** Opening Data provided block **

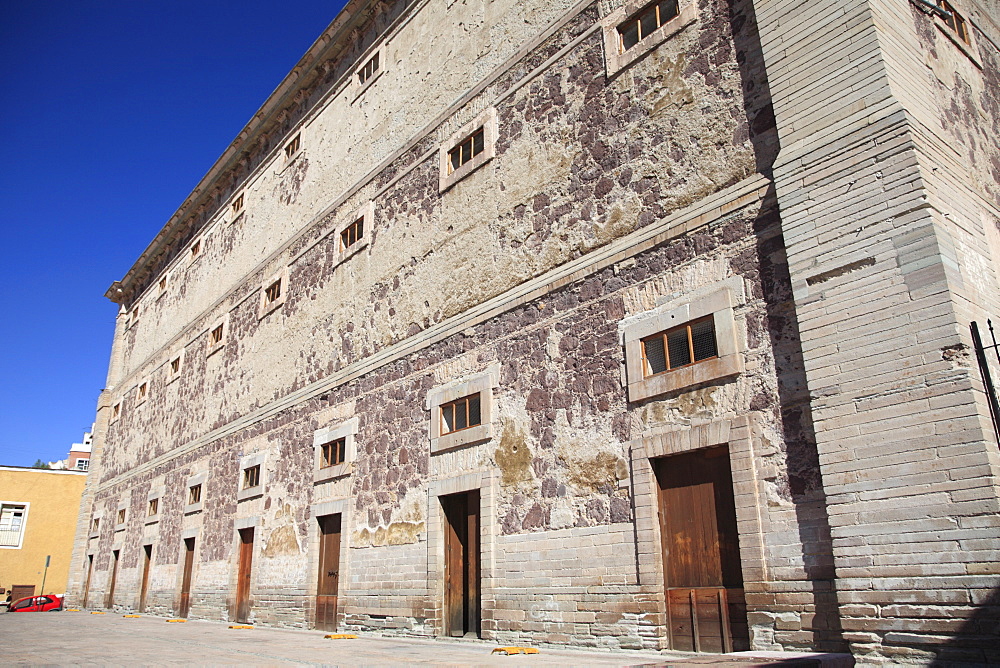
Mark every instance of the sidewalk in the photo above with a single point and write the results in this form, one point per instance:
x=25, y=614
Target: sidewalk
x=76, y=638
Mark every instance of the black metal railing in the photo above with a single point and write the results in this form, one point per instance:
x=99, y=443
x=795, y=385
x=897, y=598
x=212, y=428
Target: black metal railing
x=983, y=357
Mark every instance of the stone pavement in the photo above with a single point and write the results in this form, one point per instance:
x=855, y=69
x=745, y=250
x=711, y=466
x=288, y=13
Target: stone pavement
x=80, y=638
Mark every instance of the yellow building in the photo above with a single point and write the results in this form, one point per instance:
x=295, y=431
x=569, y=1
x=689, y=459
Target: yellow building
x=38, y=514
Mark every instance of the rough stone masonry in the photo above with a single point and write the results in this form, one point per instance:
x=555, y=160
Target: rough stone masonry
x=607, y=324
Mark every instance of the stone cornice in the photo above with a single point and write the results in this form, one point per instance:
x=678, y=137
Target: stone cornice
x=251, y=144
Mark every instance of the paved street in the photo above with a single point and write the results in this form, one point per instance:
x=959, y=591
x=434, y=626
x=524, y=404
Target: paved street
x=81, y=638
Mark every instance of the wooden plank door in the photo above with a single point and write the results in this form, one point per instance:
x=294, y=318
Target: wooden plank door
x=329, y=572
x=110, y=600
x=706, y=609
x=147, y=558
x=463, y=607
x=243, y=576
x=86, y=583
x=185, y=604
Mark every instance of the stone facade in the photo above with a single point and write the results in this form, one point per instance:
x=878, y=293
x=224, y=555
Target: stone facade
x=615, y=196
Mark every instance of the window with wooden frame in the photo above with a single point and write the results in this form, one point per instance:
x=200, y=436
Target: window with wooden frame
x=251, y=476
x=352, y=234
x=461, y=414
x=369, y=70
x=237, y=205
x=645, y=22
x=333, y=452
x=955, y=21
x=469, y=148
x=690, y=343
x=292, y=147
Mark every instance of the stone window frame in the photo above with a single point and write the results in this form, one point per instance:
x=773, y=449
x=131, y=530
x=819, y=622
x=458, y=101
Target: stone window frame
x=365, y=213
x=487, y=120
x=121, y=520
x=359, y=87
x=157, y=495
x=718, y=303
x=265, y=307
x=22, y=528
x=216, y=347
x=249, y=461
x=292, y=148
x=236, y=213
x=970, y=48
x=483, y=384
x=347, y=430
x=197, y=507
x=171, y=374
x=141, y=398
x=615, y=60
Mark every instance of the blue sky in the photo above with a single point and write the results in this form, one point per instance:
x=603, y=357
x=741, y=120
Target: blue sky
x=110, y=113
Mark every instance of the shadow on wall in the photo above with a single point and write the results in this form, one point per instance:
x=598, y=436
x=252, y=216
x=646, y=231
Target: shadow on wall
x=977, y=642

** Closing Data provided block **

There is a run of lines above from the one with "x=855, y=69" to the one with "x=555, y=160"; print exactly that run, both ends included, and nothing else.

x=855, y=69
x=745, y=250
x=711, y=466
x=288, y=13
Target: stone pavement
x=80, y=638
Mark every instance of the yellow building in the photo above with a single point and write the results in this form, one point per instance:
x=295, y=431
x=569, y=1
x=689, y=459
Target: yellow building
x=38, y=514
Mark every instance of the rough stone masonry in the photo above with a single point and write the results in this form, one point per instance:
x=555, y=160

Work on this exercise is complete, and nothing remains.